=== EXERCISE MATERIALS ===

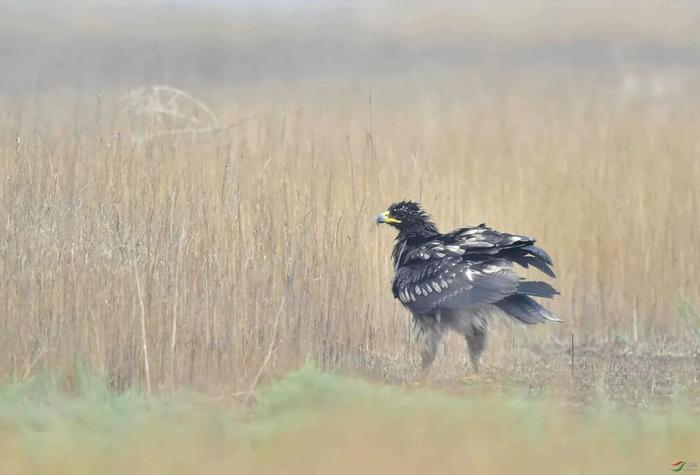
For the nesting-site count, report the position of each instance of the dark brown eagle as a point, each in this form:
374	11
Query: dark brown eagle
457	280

===
=== EXERCISE MATERIALS ===

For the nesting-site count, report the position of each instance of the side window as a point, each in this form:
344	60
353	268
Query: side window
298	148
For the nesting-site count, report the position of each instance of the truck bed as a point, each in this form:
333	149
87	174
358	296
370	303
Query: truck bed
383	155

===

### WHAT IS NEEDED:
Gather every line in the material above that contains the word "instance" and copy each of those lines.

### RESULT FOR THIS TASK:
For the nesting-site count, report the position of each instance of the dark brown eagle as a point, each in this form:
For the nesting-site count, report the position of each instance of the side window as a point, each in this form:
For the nesting-site count, report the position of each instance of the truck bed as a point, each in this form:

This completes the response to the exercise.